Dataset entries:
-------------------------
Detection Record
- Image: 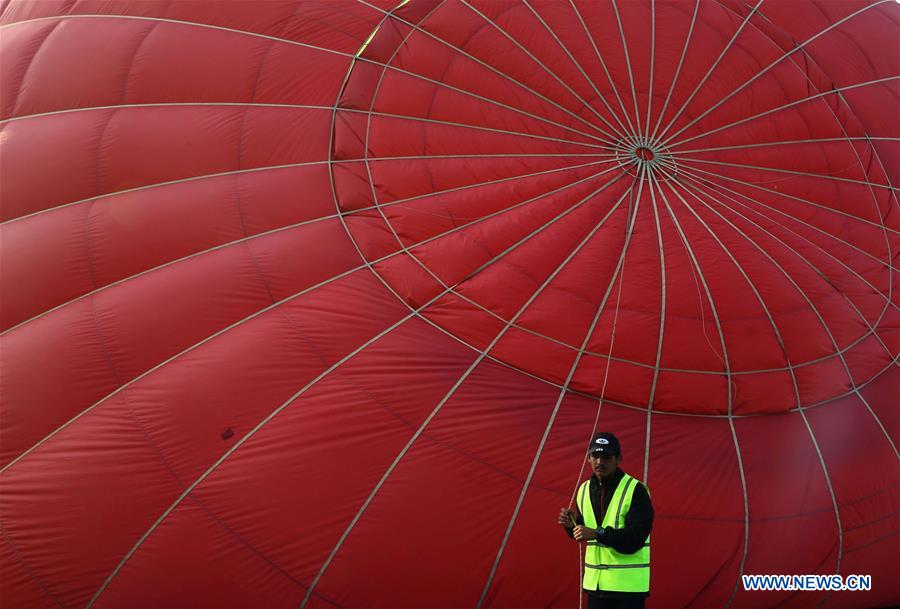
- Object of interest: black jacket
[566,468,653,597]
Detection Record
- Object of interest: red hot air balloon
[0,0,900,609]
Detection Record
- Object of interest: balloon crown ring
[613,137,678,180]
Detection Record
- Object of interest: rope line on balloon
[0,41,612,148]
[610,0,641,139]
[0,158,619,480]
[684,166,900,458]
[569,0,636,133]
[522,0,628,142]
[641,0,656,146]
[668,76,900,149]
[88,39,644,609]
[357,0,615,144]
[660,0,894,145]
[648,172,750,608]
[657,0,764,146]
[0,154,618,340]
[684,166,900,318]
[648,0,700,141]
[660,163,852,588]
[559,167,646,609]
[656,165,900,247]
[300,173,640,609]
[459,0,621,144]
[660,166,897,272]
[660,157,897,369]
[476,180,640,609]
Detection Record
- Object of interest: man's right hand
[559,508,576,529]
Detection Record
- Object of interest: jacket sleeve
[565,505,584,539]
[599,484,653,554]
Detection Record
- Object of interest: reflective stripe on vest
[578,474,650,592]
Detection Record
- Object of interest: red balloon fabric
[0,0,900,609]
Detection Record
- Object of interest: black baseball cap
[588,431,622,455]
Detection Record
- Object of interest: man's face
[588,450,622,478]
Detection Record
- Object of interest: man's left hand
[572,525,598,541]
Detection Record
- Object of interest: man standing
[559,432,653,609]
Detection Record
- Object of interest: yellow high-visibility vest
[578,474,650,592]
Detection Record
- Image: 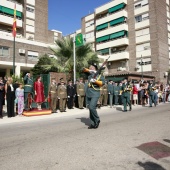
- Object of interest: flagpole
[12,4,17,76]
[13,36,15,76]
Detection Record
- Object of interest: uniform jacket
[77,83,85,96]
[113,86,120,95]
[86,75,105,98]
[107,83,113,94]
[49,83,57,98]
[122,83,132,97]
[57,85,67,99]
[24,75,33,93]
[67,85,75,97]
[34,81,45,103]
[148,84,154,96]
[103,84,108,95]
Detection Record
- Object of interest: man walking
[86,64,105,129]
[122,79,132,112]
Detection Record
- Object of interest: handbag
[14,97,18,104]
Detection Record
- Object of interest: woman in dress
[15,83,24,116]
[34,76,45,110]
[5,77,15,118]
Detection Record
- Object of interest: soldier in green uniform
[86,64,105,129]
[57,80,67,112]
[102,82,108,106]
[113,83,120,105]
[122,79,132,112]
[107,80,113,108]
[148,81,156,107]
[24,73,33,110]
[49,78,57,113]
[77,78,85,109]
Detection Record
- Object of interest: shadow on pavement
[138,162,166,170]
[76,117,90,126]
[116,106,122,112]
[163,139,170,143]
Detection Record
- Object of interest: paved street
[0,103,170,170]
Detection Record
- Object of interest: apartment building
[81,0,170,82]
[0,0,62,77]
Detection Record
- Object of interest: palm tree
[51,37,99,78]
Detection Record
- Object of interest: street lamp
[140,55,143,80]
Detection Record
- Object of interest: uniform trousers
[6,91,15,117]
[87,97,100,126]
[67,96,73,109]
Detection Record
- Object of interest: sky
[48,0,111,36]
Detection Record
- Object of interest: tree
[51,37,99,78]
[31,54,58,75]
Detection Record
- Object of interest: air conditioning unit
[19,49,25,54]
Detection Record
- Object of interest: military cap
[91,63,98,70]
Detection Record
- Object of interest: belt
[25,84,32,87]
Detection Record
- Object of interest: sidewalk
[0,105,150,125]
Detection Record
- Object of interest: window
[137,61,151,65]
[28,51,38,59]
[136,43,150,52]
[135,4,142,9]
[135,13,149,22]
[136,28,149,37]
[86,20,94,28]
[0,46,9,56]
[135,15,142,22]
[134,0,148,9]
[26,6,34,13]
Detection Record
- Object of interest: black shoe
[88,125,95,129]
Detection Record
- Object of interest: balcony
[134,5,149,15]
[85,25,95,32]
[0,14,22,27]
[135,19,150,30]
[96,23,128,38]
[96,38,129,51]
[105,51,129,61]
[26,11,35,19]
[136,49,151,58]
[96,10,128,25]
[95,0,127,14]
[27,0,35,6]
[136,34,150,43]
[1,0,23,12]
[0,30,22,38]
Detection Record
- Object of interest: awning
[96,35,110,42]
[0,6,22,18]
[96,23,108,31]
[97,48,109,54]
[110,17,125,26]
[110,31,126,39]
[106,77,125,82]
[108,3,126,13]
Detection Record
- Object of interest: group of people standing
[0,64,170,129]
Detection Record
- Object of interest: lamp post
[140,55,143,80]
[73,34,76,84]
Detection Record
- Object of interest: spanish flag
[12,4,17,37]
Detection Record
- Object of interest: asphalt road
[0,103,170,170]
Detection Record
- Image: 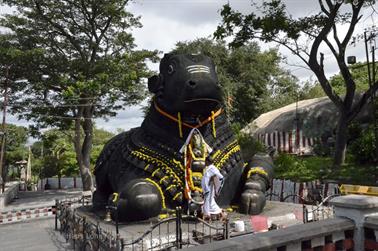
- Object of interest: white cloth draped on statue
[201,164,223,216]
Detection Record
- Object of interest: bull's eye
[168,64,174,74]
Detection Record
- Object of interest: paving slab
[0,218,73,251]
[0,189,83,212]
-------------------------
* _Task description_: Rewrite the data above, changing every "Object of interest" to "Target object" and keeping all else the same. Leave out the pictures.

* _Expected answer_:
Detection Record
- Image: 
- Target object: black jacket
[566,468,653,597]
Detection Record
- Target object: red hot air balloon
[0,0,900,609]
Detection Record
- Target object: balloon crown ring
[613,137,678,180]
Detection Record
- Target object: rope line on balloon
[0,41,612,148]
[610,0,641,139]
[0,158,619,480]
[684,166,900,458]
[569,0,636,133]
[522,0,628,142]
[641,0,656,146]
[668,76,900,149]
[88,39,644,609]
[357,0,615,144]
[660,0,894,145]
[648,172,750,608]
[657,0,764,146]
[0,154,618,340]
[684,166,900,318]
[648,0,700,141]
[660,163,852,588]
[559,167,646,609]
[656,165,900,247]
[300,173,640,609]
[459,0,621,144]
[660,166,897,272]
[660,157,897,369]
[476,180,640,609]
Detection Record
- Target object: man's right hand
[559,508,576,529]
Detection Record
- Target object: jacket sleeve
[565,505,584,539]
[599,484,653,554]
Detection Record
- Target object: reflective stripe on vest
[578,474,650,592]
Detection Record
- Target object: red balloon fabric
[0,0,900,609]
Detection Record
- Target object: black baseball cap
[588,431,622,455]
Detection Record
- Target object: man's face
[588,450,622,478]
Detection Record
- Target object: man's left hand
[572,525,598,541]
Detection Record
- Target object: man standing
[559,432,653,609]
Detection Record
- Target object: yellow high-visibility vest
[578,474,650,592]
Detection Record
- Image: 
- Target object: flagpole
[12,4,17,76]
[13,36,15,76]
Detection Record
- Target object: uniform jacket
[77,83,85,96]
[113,86,120,95]
[86,75,105,98]
[107,83,113,94]
[49,83,57,98]
[122,83,132,97]
[57,85,67,99]
[24,75,33,93]
[67,85,75,97]
[34,81,45,103]
[148,84,154,96]
[103,84,108,95]
Detection Record
- Target object: man walking
[86,64,105,129]
[122,79,132,112]
Detection Record
- Target object: handbag
[14,97,18,104]
Detection Record
- Target object: woman in dress
[15,83,24,116]
[34,76,45,110]
[5,77,15,118]
Detection Record
- Target object: soldier in green uniform
[86,64,105,129]
[57,80,67,112]
[102,82,108,106]
[113,83,120,105]
[122,79,132,112]
[107,80,113,108]
[148,81,156,107]
[24,73,33,110]
[49,78,57,113]
[77,78,85,109]
Detection Record
- Target object: shadow on pavement
[138,162,166,170]
[76,117,90,126]
[116,106,122,112]
[163,139,170,143]
Detection Record
- Target object: paved street
[0,103,170,170]
Detection Record
- Target object: apartment building
[81,0,170,82]
[0,0,62,77]
Detection Record
- Target object: palm tree
[51,37,99,78]
Detection Record
- Target object: street lamp
[140,55,143,80]
Detection Record
- Target object: uniform trousers
[6,91,15,117]
[87,97,100,126]
[67,96,73,109]
Detection Record
- Target object: sky
[48,0,111,36]
Detection Record
- Target object: tree
[51,37,99,78]
[31,54,58,75]
Detection Record
- Target object: air conditioning unit
[19,49,25,54]
Detection Record
- Target object: military cap
[91,63,98,70]
Detection Record
- Target object: belt
[25,84,32,87]
Detection Record
- Target object: sidewalk
[0,105,150,125]
Detection Record
- Target object: window
[137,61,151,65]
[28,51,38,59]
[136,43,150,52]
[135,4,142,9]
[135,13,149,22]
[136,28,149,37]
[86,20,94,28]
[0,46,9,56]
[135,15,142,22]
[134,0,148,9]
[26,6,34,13]
Detection Record
- Target object: black shoe
[88,125,95,129]
Detection Record
- Target object: balcony
[134,5,149,15]
[85,25,95,32]
[0,14,22,27]
[135,19,150,30]
[96,23,128,38]
[96,38,129,51]
[105,51,129,61]
[26,11,35,19]
[136,49,151,58]
[96,10,128,25]
[95,0,127,14]
[27,0,35,6]
[136,34,150,43]
[1,0,23,12]
[0,30,22,38]
Detection Record
- Target object: awning
[96,35,110,42]
[0,6,22,18]
[96,23,108,31]
[97,48,109,54]
[110,17,125,26]
[110,31,126,39]
[106,77,125,82]
[108,3,126,13]
Detection Record
- Target object: group of people standing
[0,64,170,129]
Detection Record
- Target object: lamp post
[140,55,143,80]
[73,34,76,84]
Detection Record
- Target object: spanish flag
[12,4,17,37]
Detection Record
- Target object: asphalt road
[0,103,170,170]
Detection Record
- Image: 
- Target object: white cloth draped on statue
[201,164,223,216]
Detection Record
- Target object: bull's eye
[168,64,174,74]
Detection Record
- Target object: paving slab
[0,218,73,251]
[0,189,83,212]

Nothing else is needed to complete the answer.